Exercise brief ▸
Arrange the lines below as a Markdown table with two columns, Row and Line. Put a running row number in Row and each line in Line, skipping any blank lines.
────────────────────
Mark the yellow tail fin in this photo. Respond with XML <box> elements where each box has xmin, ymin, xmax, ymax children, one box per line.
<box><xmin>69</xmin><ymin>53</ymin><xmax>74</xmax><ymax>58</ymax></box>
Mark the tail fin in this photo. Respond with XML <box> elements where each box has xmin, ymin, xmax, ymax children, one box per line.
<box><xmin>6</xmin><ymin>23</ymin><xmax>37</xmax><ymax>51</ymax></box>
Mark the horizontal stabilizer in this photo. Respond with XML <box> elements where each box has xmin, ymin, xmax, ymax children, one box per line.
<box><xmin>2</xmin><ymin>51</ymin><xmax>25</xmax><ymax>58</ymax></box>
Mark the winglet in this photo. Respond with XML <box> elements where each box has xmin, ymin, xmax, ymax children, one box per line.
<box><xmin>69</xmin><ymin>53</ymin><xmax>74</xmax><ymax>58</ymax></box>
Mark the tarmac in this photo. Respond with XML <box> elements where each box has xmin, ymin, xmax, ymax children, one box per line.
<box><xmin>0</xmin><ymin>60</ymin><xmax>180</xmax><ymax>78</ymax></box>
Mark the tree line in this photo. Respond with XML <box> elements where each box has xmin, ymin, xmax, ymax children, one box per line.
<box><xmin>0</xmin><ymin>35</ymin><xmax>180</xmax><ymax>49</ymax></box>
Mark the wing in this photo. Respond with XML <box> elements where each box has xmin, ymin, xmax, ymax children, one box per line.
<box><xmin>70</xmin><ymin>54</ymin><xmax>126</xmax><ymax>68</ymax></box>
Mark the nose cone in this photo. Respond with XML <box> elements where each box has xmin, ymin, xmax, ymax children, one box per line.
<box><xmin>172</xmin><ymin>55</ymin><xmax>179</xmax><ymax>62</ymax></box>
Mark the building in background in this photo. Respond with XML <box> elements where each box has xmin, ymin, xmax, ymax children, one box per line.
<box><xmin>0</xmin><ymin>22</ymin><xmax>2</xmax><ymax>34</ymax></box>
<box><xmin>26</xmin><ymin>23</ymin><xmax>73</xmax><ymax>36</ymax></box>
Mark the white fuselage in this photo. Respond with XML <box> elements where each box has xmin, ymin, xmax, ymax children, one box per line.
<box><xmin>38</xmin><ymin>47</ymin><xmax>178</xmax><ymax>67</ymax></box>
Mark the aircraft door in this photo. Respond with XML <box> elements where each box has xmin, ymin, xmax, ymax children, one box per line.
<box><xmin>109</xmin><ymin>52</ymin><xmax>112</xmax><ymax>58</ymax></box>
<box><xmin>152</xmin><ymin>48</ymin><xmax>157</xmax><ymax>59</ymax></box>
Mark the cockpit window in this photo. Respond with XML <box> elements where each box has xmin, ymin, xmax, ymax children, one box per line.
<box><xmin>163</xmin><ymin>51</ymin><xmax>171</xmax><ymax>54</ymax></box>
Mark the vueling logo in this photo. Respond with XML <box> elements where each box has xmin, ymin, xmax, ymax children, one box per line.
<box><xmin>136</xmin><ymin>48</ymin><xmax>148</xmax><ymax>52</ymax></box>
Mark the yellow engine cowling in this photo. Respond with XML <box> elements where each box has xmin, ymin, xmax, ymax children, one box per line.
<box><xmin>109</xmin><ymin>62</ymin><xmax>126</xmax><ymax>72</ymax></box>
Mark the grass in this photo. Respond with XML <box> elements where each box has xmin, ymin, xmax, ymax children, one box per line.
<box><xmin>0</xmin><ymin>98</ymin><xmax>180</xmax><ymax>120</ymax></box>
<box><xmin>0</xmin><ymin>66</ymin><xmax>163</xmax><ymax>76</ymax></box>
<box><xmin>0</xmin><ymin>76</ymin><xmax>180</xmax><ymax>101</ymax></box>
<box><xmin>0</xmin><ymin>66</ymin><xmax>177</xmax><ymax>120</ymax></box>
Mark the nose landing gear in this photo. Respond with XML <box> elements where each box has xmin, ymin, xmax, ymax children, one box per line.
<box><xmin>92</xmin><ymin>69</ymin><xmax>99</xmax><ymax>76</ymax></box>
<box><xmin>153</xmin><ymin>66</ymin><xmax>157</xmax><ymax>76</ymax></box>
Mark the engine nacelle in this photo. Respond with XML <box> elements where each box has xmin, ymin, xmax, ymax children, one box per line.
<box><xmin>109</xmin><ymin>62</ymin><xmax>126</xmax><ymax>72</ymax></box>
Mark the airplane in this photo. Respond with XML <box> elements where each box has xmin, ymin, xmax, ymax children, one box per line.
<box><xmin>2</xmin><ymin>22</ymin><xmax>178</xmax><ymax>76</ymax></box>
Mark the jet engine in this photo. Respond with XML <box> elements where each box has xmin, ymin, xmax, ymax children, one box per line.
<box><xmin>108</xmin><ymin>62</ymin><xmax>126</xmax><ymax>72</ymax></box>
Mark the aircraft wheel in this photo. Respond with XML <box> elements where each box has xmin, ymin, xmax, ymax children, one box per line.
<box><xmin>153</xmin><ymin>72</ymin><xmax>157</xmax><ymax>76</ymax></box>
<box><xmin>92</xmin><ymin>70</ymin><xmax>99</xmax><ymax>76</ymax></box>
────────────────────
Answer for this exercise ▸
| Row | Line |
|---|---|
| 1 | Mark the yellow tail fin in this photo. Respond with XML <box> elements where each box has xmin, ymin, xmax, ymax children, one box per line. |
| 2 | <box><xmin>69</xmin><ymin>53</ymin><xmax>74</xmax><ymax>58</ymax></box> |
| 3 | Mark the tail fin in this photo. Respond with XML <box> elements where each box has xmin, ymin, xmax, ymax children, one box per line. |
| 4 | <box><xmin>6</xmin><ymin>23</ymin><xmax>37</xmax><ymax>51</ymax></box> |
| 5 | Mark the horizontal stabilizer in this photo. Respond with XML <box> elements where each box has xmin, ymin, xmax, ymax children, one box per line. |
| 6 | <box><xmin>2</xmin><ymin>51</ymin><xmax>25</xmax><ymax>58</ymax></box> |
| 7 | Mark the winglet in this photo. Respond with XML <box> elements where each box has xmin, ymin, xmax, ymax children, one box per line. |
| 8 | <box><xmin>69</xmin><ymin>53</ymin><xmax>74</xmax><ymax>58</ymax></box> |
| 9 | Mark the tarmac in this photo. Respond with XML <box> elements where each box has xmin, ymin, xmax, ymax children, one box per line. |
| 10 | <box><xmin>0</xmin><ymin>60</ymin><xmax>180</xmax><ymax>78</ymax></box> |
| 11 | Mark the tree line in this photo. Respond with XML <box> elements where each box has xmin, ymin, xmax, ymax children, one box per line. |
| 12 | <box><xmin>0</xmin><ymin>35</ymin><xmax>180</xmax><ymax>49</ymax></box> |
| 13 | Mark the wing in this photo. Respond with XML <box> elements where each box has xmin, ymin, xmax, ymax children, one box per line. |
| 14 | <box><xmin>70</xmin><ymin>54</ymin><xmax>126</xmax><ymax>68</ymax></box> |
| 15 | Mark the nose cone in this photo. Respond with XML <box> elements where each box has xmin, ymin, xmax, ymax children, one box per line. |
| 16 | <box><xmin>172</xmin><ymin>55</ymin><xmax>179</xmax><ymax>62</ymax></box> |
| 17 | Mark the building in background in this photo. Respond with XML <box> elements where each box has xmin, ymin, xmax, ymax children, one box per line. |
| 18 | <box><xmin>0</xmin><ymin>22</ymin><xmax>2</xmax><ymax>34</ymax></box> |
| 19 | <box><xmin>26</xmin><ymin>23</ymin><xmax>73</xmax><ymax>36</ymax></box> |
| 20 | Mark the white fuselage in this photo. Respond with XML <box> elements where each box has xmin, ymin, xmax, ymax children, one box per line. |
| 21 | <box><xmin>38</xmin><ymin>47</ymin><xmax>178</xmax><ymax>67</ymax></box> |
| 22 | Mark the aircraft door in this photo. Respond with XML <box> elements where each box has xmin, ymin, xmax, ymax children, one box per line. |
| 23 | <box><xmin>109</xmin><ymin>52</ymin><xmax>112</xmax><ymax>58</ymax></box> |
| 24 | <box><xmin>152</xmin><ymin>48</ymin><xmax>157</xmax><ymax>59</ymax></box> |
| 25 | Mark the cockpit window in this photo. Respond with XML <box> elements where each box has xmin, ymin, xmax, ymax children, one box per line. |
| 26 | <box><xmin>163</xmin><ymin>51</ymin><xmax>171</xmax><ymax>54</ymax></box> |
| 27 | Mark the vueling logo in this photo. Respond with XML <box> elements where each box has xmin, ymin, xmax, ymax children, one box per line. |
| 28 | <box><xmin>136</xmin><ymin>48</ymin><xmax>148</xmax><ymax>52</ymax></box> |
| 29 | Mark the yellow engine cowling in this photo. Respond with XML <box> elements where each box has xmin, ymin, xmax, ymax children, one box per line. |
| 30 | <box><xmin>109</xmin><ymin>62</ymin><xmax>126</xmax><ymax>72</ymax></box> |
| 31 | Mark the grass in this photo. Respond with XML <box> elements where each box has xmin, ymin, xmax, ymax children, one box per line. |
| 32 | <box><xmin>0</xmin><ymin>98</ymin><xmax>180</xmax><ymax>120</ymax></box> |
| 33 | <box><xmin>0</xmin><ymin>66</ymin><xmax>163</xmax><ymax>76</ymax></box> |
| 34 | <box><xmin>0</xmin><ymin>76</ymin><xmax>180</xmax><ymax>101</ymax></box> |
| 35 | <box><xmin>0</xmin><ymin>66</ymin><xmax>177</xmax><ymax>120</ymax></box> |
| 36 | Mark the nose landing gear in this photo. Respond with XML <box> elements where each box has xmin, ymin, xmax, ymax children, one box per line. |
| 37 | <box><xmin>92</xmin><ymin>69</ymin><xmax>99</xmax><ymax>76</ymax></box> |
| 38 | <box><xmin>153</xmin><ymin>66</ymin><xmax>157</xmax><ymax>76</ymax></box> |
| 39 | Mark the engine nacelle in this photo. Respond with XML <box> elements where each box has xmin, ymin, xmax, ymax children, one box per line. |
| 40 | <box><xmin>109</xmin><ymin>62</ymin><xmax>126</xmax><ymax>72</ymax></box> |
| 41 | Mark the airplane in this photo. Respond with XML <box> elements where each box has xmin, ymin, xmax, ymax children, one box per line. |
| 42 | <box><xmin>2</xmin><ymin>22</ymin><xmax>178</xmax><ymax>76</ymax></box> |
| 43 | Mark the jet engine in this photo. Respond with XML <box> elements where each box has xmin, ymin, xmax, ymax children, one box per line. |
| 44 | <box><xmin>108</xmin><ymin>62</ymin><xmax>126</xmax><ymax>72</ymax></box> |
| 45 | Mark the aircraft wheel in this photo. Respond with XML <box> elements where each box has xmin, ymin, xmax, ymax children, one box per line. |
| 46 | <box><xmin>153</xmin><ymin>72</ymin><xmax>157</xmax><ymax>76</ymax></box> |
| 47 | <box><xmin>92</xmin><ymin>70</ymin><xmax>99</xmax><ymax>76</ymax></box> |